■ Directions
Copy out the rows below, putting "point coordinates" wherever "pixel coordinates" appears and changing nothing else.

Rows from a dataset
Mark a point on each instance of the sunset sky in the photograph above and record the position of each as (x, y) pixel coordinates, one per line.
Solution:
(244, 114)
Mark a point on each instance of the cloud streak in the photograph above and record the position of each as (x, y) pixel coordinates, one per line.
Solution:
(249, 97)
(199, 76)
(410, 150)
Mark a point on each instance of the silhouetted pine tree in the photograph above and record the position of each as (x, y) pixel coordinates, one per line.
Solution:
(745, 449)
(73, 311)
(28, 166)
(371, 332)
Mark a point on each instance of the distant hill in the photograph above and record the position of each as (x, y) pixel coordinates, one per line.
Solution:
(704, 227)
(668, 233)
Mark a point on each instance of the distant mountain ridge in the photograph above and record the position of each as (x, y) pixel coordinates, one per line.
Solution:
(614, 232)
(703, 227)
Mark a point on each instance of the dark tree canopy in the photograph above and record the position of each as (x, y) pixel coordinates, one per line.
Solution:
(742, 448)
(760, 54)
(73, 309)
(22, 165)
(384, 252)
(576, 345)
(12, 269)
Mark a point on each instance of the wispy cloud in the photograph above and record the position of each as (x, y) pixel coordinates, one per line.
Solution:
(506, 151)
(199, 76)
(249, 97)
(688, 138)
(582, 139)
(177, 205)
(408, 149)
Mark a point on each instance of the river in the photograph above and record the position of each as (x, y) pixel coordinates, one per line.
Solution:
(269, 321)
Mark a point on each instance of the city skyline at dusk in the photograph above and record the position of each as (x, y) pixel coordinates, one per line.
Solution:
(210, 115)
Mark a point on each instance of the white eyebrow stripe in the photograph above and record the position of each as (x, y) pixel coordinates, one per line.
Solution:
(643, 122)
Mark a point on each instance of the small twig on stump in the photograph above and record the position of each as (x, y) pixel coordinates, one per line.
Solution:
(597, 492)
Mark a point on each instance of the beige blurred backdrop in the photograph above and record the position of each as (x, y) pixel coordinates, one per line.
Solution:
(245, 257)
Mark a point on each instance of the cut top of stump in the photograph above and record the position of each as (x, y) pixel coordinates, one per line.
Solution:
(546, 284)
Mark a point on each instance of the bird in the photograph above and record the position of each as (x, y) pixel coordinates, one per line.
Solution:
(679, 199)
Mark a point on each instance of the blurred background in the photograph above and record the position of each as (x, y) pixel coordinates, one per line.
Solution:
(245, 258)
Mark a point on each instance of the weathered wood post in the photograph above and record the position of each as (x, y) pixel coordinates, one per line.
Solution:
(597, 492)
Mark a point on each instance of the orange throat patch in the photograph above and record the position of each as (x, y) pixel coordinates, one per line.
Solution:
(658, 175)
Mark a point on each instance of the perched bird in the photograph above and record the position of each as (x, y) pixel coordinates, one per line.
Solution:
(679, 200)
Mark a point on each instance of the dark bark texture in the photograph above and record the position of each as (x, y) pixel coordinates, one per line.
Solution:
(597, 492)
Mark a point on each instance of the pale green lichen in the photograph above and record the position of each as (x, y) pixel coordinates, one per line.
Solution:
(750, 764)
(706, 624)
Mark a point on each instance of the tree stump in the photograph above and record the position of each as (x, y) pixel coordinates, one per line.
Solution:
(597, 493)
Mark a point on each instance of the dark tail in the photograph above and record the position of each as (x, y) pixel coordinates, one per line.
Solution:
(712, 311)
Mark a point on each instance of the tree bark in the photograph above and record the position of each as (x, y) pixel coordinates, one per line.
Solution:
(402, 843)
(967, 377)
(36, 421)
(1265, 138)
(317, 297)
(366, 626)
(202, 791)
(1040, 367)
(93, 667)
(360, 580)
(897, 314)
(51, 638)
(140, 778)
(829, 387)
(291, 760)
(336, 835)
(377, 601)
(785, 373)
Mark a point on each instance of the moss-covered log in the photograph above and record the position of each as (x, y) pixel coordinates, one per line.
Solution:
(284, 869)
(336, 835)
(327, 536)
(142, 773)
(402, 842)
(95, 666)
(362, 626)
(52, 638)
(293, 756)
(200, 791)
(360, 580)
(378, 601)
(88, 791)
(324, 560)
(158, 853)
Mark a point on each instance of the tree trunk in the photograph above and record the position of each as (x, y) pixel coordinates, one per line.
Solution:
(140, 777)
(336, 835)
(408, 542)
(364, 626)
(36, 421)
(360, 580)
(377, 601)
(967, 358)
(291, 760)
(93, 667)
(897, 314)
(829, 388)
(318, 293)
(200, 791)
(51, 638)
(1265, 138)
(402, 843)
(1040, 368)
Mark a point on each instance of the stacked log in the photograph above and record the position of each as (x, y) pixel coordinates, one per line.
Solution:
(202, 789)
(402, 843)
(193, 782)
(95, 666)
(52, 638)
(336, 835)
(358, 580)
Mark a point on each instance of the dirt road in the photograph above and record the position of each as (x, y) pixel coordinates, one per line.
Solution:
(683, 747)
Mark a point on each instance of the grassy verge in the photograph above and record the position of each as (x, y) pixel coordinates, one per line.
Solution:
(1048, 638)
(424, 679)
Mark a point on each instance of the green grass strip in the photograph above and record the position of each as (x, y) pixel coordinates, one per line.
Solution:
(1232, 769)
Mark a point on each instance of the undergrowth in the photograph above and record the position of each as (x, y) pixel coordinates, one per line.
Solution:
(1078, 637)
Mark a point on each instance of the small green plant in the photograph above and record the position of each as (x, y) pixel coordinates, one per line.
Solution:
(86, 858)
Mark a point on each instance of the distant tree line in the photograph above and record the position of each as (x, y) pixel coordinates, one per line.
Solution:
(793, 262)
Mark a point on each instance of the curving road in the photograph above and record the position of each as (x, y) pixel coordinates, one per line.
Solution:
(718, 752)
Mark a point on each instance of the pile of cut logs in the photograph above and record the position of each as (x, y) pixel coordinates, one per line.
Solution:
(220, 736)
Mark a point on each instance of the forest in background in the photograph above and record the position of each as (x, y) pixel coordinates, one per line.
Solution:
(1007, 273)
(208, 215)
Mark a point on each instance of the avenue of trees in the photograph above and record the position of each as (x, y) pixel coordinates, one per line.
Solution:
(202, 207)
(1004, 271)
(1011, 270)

■ The completed task
Mark a point on each instance of the sunset sky in the photograph above and record the position of each as (x, y) point coordinates, one per line.
Solution:
(244, 114)
Mark a point on each instance of the cloud streak in the photograph above and record the position of each as (x, y) point coordinates, one per line.
Solution:
(249, 97)
(199, 76)
(410, 150)
Mark a point on each instance of the silhouetted pine tree in the photograph above and record the position of each as (x, y) point coordinates, one per line.
Solution:
(745, 449)
(73, 311)
(28, 166)
(371, 332)
Mark a point on each instance of the distant hill in the photograph above and record the position of each as (x, y) point coordinates, one per line.
Solution:
(704, 227)
(668, 233)
Mark a point on each instance of the distant mountain ridge in the photograph above and record the position of each as (x, y) point coordinates, one per line.
Solution:
(614, 232)
(703, 227)
Mark a point on each instance of the dark tree canopy in the photograph above and record the position of each as (x, y) point coordinates, one per line.
Solution:
(742, 448)
(760, 54)
(73, 309)
(22, 165)
(384, 252)
(576, 345)
(12, 269)
Mark a point on each instance of the wispy cloud in the photograph above and record the position of each as (x, y) point coordinates, one per line.
Solution:
(506, 151)
(199, 76)
(249, 97)
(688, 138)
(582, 139)
(177, 205)
(408, 149)
Mark a point on each instance of the river in the photograph above and record the position of each as (x, y) point coordinates, one per line.
Solution:
(269, 321)
Mark a point on each instance of the city skyline at dusk in the photograph above and record the position of each as (x, y) point coordinates, one per line.
Solution:
(210, 115)
Mark a point on each instance of the white eyebrow stripe in the photograph above and record the position of each as (x, y) point coordinates, one per line.
Solution:
(643, 122)
Mark a point on each instance of the small twig on stump in the photograph above and record the position of each as (x, y) point coordinates, one per line.
Solution:
(597, 492)
Mark a point on each instance of the beige blurred backdrop in the photograph above and record the position of each as (x, y) point coordinates, one per line.
Solution:
(245, 257)
Mark a point on each instance of the cut top of stump in the photograph above and record the position of each as (x, y) point coordinates, one per line.
Solution:
(546, 284)
Mark a point on each instance of the bird in the photograph above and record the position of each as (x, y) point coordinates, one per line.
Solution:
(679, 199)
Mark a point on each instance of the blurred background in the photograph above and record the position of each as (x, y) point coordinates, one per line.
Solution:
(245, 258)
Mark a point on each instance of the weathered wood post in the photograph above and record the position of each as (x, y) point coordinates, one per line.
Solution:
(597, 492)
Mark a point on each instance of the orange throat patch in the photograph above and record the position of each as (x, y) point coordinates, one per line.
Solution:
(658, 175)
Mark a point on each instance of the perched bird in the photograph above and record the position of each as (x, y) point coordinates, one per line.
Solution:
(679, 200)
Mark a point on each instance of the dark bark texture in the photograph above and record the position of each as (x, y) point coordinates, one per line.
Solution:
(597, 492)
Mark a point on each instance of the pale green lichen in the photograph above and record the position of each as (x, y) point coordinates, one per line.
Solution:
(750, 764)
(706, 624)
Mark a point on each instance of the tree stump in the photograph above and record the position of each as (x, y) point coordinates, one per line.
Solution:
(597, 493)
Mark a point on each instance of the dark tail in the photograph above and record the position of each as (x, y) point coordinates, one per line.
Solution:
(712, 311)
Mark a point on each instance of the tree bark in the photograph above and record the position of each as (x, y) point coordinates, one per line.
Solution:
(402, 843)
(967, 377)
(36, 421)
(1265, 138)
(317, 297)
(366, 626)
(202, 791)
(1040, 367)
(93, 667)
(360, 580)
(897, 314)
(51, 638)
(140, 778)
(829, 387)
(291, 760)
(336, 835)
(377, 601)
(785, 373)
Mark a point on each instance of the moss-covered log in the photograph above and record the position of each as (x, y) point coordinates, one per line.
Solution:
(284, 869)
(336, 835)
(327, 536)
(142, 773)
(402, 842)
(95, 666)
(362, 626)
(52, 638)
(293, 756)
(200, 791)
(360, 580)
(378, 601)
(88, 791)
(324, 560)
(158, 853)
Mark a point on each instance of the tree trunk in the photograph above and record the position of each as (x, y) point coordinates, one per line.
Solution:
(140, 777)
(336, 835)
(408, 542)
(364, 626)
(36, 421)
(360, 580)
(377, 601)
(967, 358)
(291, 760)
(93, 667)
(897, 314)
(829, 388)
(318, 293)
(200, 791)
(51, 638)
(1265, 138)
(402, 843)
(1040, 368)
Mark a point on each instance of the stacked log in the photograph above and record the position of each as (x, y) point coordinates, one per line.
Solution:
(202, 789)
(402, 843)
(193, 782)
(95, 666)
(52, 638)
(336, 835)
(358, 580)
Mark a point on each instance of the dirt road in the photograph above and record the position of each as (x, y) point coordinates, one per line.
Solution:
(683, 747)
Mark a point on each instance of the grassy verge in the photograph above and record the position of each as (x, y) point coordinates, one per line.
Solution:
(1048, 638)
(424, 679)
Mark a point on each instance of the green grass strip in the photograph above and record the position of each as (x, y) point coordinates, one per line.
Solution:
(1232, 769)
Mark a point on each instance of the undergrowth in the photograph above and record the position of each as (x, y) point coordinates, one per line.
Solution:
(1078, 637)
Mark a point on each instance of the small green plant in the photograph above and record the position of each as (x, y) point coordinates, one per line.
Solution:
(86, 858)
Mark a point on each instance of the distant tree line in the photograph above and record the position of each as (x, y) point coordinates, one per line.
Solution:
(793, 262)
Mark a point on each instance of the curving road in the photograph above and record the position of each as (x, y) point coordinates, one per line.
Solution:
(718, 752)
Mark a point on each instance of the pile of cut logs in the photograph above and record the position of each as (x, y) point coordinates, one per line.
Solution:
(220, 736)
Mark a point on each instance of the forest in background in the photograph above and record the position of each as (x, y) point coordinates, one per line.
Solution:
(1007, 273)
(208, 215)
Mark a point on each instance of the avenue of trees in the photograph above and record the position of each as (x, y) point coordinates, one per line.
Solution:
(202, 207)
(1004, 271)
(1011, 270)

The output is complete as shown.